4. Encoding and Decoding in JavaScript#

Short description:

It does a lot of things that you would never think about because some characters are invisible so they don't take up any space at all. What we want to do in JavaScript is to get from strings to byte sequences. Buffer is very much a legacy API in Node, and there are Web API standard replacements. Encoding things is easy enough with text encoder instances, and decoding has interesting configurability options like fatal faults and the stream true flag.

It does a lot of things that you would never think about because some characters are invisible so they don't take up any space at all, all that stuff. There's always an npm package for what you actually want.

All right, so let's go back to the basics here. What we want to do, and what we want to do in JavaScript, is we want to get from strings to byte sequences. If you're used to Node.js, you might say, I'm just using Buffer, that's how I do things. That's fine, but I'm not going to care about that because in my eyes, Buffer is very much a legacy API in Node. There's Web API standard replacements for a lot of things in the Buffer API, and so there's no real reason to use it anymore.
+++
» Requirement 1
In the text on encoding and decoding in JavaScript, what kind of API does the speaker consider Buffer to be in Node?
» Requirement 2
For each statement, say whether it agrees with the text on encoding and decoding in JavaScript, and quote the words that decide it: (a) Encoding can be done with text encoder instances. (b) The speaker sees no real reason to keep using Buffer. (c) Invisible characters take up a lot of space.
» Requirement 3
Reproduce the part of the text on encoding and decoding in JavaScript from "4. Encoding and" to "you actually want.".
The data after this comes from a separate source.
+++
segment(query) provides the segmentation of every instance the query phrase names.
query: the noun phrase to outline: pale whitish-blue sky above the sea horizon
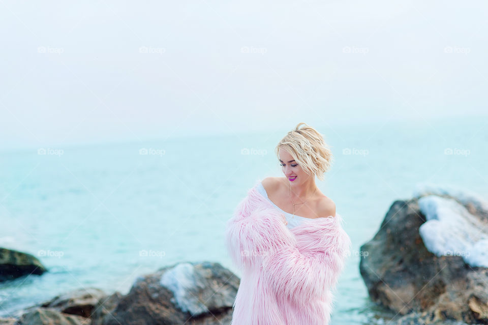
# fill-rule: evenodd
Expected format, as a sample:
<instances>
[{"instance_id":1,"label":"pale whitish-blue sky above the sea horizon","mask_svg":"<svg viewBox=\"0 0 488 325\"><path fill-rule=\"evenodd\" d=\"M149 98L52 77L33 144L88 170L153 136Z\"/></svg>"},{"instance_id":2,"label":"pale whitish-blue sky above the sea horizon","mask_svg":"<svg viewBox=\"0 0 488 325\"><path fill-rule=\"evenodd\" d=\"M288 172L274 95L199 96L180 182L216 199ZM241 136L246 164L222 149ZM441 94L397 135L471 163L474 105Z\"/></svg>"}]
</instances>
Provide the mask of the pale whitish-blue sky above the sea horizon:
<instances>
[{"instance_id":1,"label":"pale whitish-blue sky above the sea horizon","mask_svg":"<svg viewBox=\"0 0 488 325\"><path fill-rule=\"evenodd\" d=\"M0 149L484 116L485 1L0 0Z\"/></svg>"}]
</instances>

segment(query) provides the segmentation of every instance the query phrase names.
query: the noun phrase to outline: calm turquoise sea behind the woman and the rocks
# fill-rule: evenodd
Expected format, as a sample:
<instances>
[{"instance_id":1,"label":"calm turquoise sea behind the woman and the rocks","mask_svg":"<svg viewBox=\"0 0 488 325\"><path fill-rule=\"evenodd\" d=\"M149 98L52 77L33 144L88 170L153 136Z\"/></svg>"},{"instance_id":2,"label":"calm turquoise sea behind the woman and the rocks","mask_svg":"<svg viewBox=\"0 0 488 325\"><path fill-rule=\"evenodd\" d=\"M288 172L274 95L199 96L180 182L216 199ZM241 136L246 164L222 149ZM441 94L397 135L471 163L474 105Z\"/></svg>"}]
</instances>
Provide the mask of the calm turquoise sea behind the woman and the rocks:
<instances>
[{"instance_id":1,"label":"calm turquoise sea behind the woman and the rocks","mask_svg":"<svg viewBox=\"0 0 488 325\"><path fill-rule=\"evenodd\" d=\"M396 199L420 183L488 197L486 118L314 125L334 154L317 181L353 245L332 324L387 323L359 275L359 246ZM0 316L71 289L126 293L143 274L178 261L218 261L225 222L259 179L281 176L282 132L36 147L0 153L0 247L49 269L0 283Z\"/></svg>"}]
</instances>

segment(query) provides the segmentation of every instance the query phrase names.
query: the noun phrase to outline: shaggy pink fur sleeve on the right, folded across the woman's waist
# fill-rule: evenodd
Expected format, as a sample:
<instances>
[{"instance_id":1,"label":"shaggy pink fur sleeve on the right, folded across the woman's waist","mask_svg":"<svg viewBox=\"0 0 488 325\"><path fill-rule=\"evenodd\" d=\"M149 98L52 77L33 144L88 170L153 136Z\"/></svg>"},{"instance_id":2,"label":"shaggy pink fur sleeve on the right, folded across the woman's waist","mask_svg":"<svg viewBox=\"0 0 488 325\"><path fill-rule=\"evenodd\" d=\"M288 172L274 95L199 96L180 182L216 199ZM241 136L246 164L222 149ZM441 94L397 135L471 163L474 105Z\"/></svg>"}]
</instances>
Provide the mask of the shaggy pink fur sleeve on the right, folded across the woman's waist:
<instances>
[{"instance_id":1,"label":"shaggy pink fur sleeve on the right, folded across the woman's waist","mask_svg":"<svg viewBox=\"0 0 488 325\"><path fill-rule=\"evenodd\" d=\"M335 287L350 252L350 238L339 227L319 242L321 251L300 252L298 247L288 246L263 257L264 277L276 292L306 304Z\"/></svg>"}]
</instances>

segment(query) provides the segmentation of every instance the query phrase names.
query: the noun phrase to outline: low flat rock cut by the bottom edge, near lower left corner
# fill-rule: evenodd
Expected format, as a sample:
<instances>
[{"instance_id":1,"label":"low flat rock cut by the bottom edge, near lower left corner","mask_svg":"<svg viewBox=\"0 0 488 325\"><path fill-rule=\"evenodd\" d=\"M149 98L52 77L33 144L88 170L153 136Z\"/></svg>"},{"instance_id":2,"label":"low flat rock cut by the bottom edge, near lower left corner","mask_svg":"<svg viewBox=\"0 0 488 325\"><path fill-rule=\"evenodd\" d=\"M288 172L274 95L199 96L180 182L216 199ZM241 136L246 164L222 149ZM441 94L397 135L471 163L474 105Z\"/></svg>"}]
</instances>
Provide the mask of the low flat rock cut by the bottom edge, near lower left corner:
<instances>
[{"instance_id":1,"label":"low flat rock cut by the bottom edge, near lower left corner","mask_svg":"<svg viewBox=\"0 0 488 325\"><path fill-rule=\"evenodd\" d=\"M28 312L19 320L19 325L89 325L90 319L64 314L54 309L38 308Z\"/></svg>"}]
</instances>

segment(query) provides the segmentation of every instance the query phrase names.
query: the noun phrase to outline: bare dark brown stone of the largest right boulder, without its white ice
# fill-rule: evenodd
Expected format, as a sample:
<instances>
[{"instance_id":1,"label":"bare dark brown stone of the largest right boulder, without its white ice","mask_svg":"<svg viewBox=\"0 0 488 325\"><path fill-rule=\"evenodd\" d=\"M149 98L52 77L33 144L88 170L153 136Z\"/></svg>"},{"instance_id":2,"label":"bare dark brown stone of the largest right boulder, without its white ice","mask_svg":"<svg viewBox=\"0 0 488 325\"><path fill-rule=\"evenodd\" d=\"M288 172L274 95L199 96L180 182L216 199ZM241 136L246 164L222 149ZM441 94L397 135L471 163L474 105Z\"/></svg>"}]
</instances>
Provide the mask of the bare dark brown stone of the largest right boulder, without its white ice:
<instances>
[{"instance_id":1,"label":"bare dark brown stone of the largest right boulder, without its white ice","mask_svg":"<svg viewBox=\"0 0 488 325\"><path fill-rule=\"evenodd\" d=\"M399 320L402 325L488 323L488 269L472 267L463 256L432 253L419 233L428 220L419 199L433 193L419 191L418 197L393 202L374 238L361 246L359 270L370 298L406 315ZM477 222L485 222L488 205L482 201L459 191L437 193L464 206Z\"/></svg>"}]
</instances>

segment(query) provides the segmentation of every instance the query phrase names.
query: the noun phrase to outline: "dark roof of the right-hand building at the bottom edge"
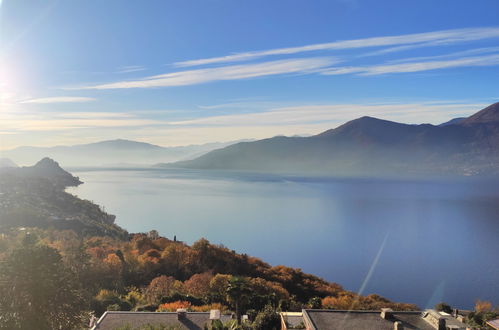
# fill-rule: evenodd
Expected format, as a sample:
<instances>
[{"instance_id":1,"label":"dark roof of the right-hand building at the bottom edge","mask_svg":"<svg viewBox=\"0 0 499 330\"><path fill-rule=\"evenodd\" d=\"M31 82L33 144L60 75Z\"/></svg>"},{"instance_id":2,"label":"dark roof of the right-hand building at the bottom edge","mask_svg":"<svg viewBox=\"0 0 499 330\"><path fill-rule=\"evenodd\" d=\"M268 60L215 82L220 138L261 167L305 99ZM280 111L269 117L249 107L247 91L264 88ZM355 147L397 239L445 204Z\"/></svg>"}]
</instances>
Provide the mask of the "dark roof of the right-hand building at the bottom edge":
<instances>
[{"instance_id":1,"label":"dark roof of the right-hand building at the bottom edge","mask_svg":"<svg viewBox=\"0 0 499 330\"><path fill-rule=\"evenodd\" d=\"M391 312L383 319L379 311L335 311L304 310L307 318L317 330L393 330L393 323L402 322L404 329L434 330L421 318L421 312Z\"/></svg>"}]
</instances>

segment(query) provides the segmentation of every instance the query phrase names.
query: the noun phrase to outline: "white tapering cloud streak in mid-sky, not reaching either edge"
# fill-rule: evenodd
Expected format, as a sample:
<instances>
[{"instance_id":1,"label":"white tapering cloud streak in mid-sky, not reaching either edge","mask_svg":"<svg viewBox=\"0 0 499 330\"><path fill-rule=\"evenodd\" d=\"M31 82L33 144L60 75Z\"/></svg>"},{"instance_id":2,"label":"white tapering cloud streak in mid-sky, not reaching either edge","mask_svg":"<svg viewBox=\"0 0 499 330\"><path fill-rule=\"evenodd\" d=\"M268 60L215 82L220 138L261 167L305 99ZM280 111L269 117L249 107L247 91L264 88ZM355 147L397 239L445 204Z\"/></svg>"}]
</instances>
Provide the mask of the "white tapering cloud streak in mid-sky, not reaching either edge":
<instances>
[{"instance_id":1,"label":"white tapering cloud streak in mid-sky, not reaching either edge","mask_svg":"<svg viewBox=\"0 0 499 330\"><path fill-rule=\"evenodd\" d=\"M212 81L239 80L282 74L318 72L338 60L331 57L286 59L256 64L230 65L216 68L187 70L145 77L139 80L67 89L123 89L196 85Z\"/></svg>"}]
</instances>

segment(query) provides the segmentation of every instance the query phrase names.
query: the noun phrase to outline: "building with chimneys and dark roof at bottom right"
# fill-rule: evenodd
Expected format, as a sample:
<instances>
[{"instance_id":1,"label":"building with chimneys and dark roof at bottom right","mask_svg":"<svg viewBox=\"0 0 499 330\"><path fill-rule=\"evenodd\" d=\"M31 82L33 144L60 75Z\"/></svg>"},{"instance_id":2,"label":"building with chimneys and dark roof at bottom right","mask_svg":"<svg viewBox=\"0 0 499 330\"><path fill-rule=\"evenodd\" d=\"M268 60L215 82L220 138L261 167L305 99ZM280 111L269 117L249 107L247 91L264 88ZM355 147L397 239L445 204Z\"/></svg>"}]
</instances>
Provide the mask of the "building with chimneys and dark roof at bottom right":
<instances>
[{"instance_id":1,"label":"building with chimneys and dark roof at bottom right","mask_svg":"<svg viewBox=\"0 0 499 330\"><path fill-rule=\"evenodd\" d=\"M304 309L301 313L281 313L281 329L306 330L466 330L454 316L435 310L395 312L337 311Z\"/></svg>"}]
</instances>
+++
» Exercise solution 1
A legacy API.

» Exercise solution 2
(a) Yes: "Encoding things is easy enough with text encoder instances"
(b) Yes: "so there's no real reason to use it anymore"
(c) No: "some characters are invisible so they don't take up any space at all"

» Exercise solution 3
4. Encoding and Decoding in JavaScript#

Short description:

It does a lot of things that you would never think about because some characters are invisible so they don't take up any space at all. What we want to do in JavaScript is to get from strings to byte sequences. Buffer is very much a legacy API in Node, and there are Web API standard replacements. Encoding things is easy enough with text encoder instances, and decoding has interesting configurability options like fatal faults and the stream true flag.

It does a lot of things that you would never think about because some characters are invisible so they don't take up any space at all, all that stuff. There's always an npm package for what you actually want.